Tasks and exercises ->
A - From the interview on burnout habits, transcribe the passage between "1. Walking to" and "an identity crisis.", inclusive.
B - In the interview on burnout habits, what positions does Duncan So hold at The Burnout Clinic?
C - What purposes of walking does the heading of the first habit in the interview on burnout habits list?

Document segment ->
'''

5 Future of Work Habits

5 habits of high-performers

An interview with Duncan So, the Director & Co-founder of The Burnout Clinic, Technologist and Humane Tech advocate.

Anna: So I wanted to interview you about your top five habits that you as a high-performer deployed to stay burnout free. 

1. Walking to destress, ground and lose weight

Duncan: Oh, okay. Sure. The first one is walking and I’ve learned this the hard way because this was the first thing I did when I actually burnt out. So I burned out around 2011, 12, and during that, I obviously had zero mindfulness, didn’t do any meditation, any of that. And I started off with walking and I do that every day. It’s sort of a daily habit and not just as great for your stats and calorie count and all that great stuff, but it helps you to stay in the parasympathetic nervous system. As long as you’re looking at the things around you and not staring at your feet. Generally, when you come back from a walk you feel great, right? So especially when we’re feeling tired, and fatigued.

On the flip side for me, when I went through burnout, there was a little bit of an identity crisis.
That’s happening now with the Great Resignation [00:01:00]. And so when you’re sort of really down and depressed and you’re questioning your lifestyle, “No, I’m not doing so well”. Walks are always a great, easy, low resistant, low-impact way to start, not just releasing stress, but it’s really great for weight loss as well, because we also know that some people who do struggle with burnout lean on stress eating as a crutch.

And so if they’re wondering how do I do weight loss as well? I’m going to have no extra bandwidth. Do you want me to hit the gym? Do all this type of stuff? I’m like, hang on, hang on. Let’s just focus on the recovery first. Start with walking and it does all that. Has all of these great benefits. So that’s my number one habit. I generally recommend it for everybody.

2.The power of journalling

And then number two is, again, I go from more of the simple stuff to the more advanced stuff, but number two is journaling. So, if you’re not a practitioner of mindfulness or meditation, you’re not there yet, journaling is great. Generally, especially for those who are struggling with some sort of mental health challenge, emotional health challenge, journaling is a really great way to rebuild rapport with yourself.

'''

Dataset content ->
'''

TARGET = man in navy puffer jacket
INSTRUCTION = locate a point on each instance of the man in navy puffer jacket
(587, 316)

'''

Answers to the problems ->
A -
1. Walking to destress, ground and lose weight

Duncan: Oh, okay. Sure. The first one is walking and I’ve learned this the hard way because this was the first thing I did when I actually burnt out. So I burned out around 2011, 12, and during that, I obviously had zero mindfulness, didn’t do any meditation, any of that. And I started off with walking and I do that every day. It’s sort of a daily habit and not just as great for your stats and calorie count and all that great stuff, but it helps you to stay in the parasympathetic nervous system. As long as you’re looking at the things around you and not staring at your feet. Generally, when you come back from a walk you feel great, right? So especially when we’re feeling tired, and fatigued.

On the flip side for me, when I went through burnout, there was a little bit of an identity crisis.

B - Director and Co-founder.

C -
- To destress
- To ground
- To lose weight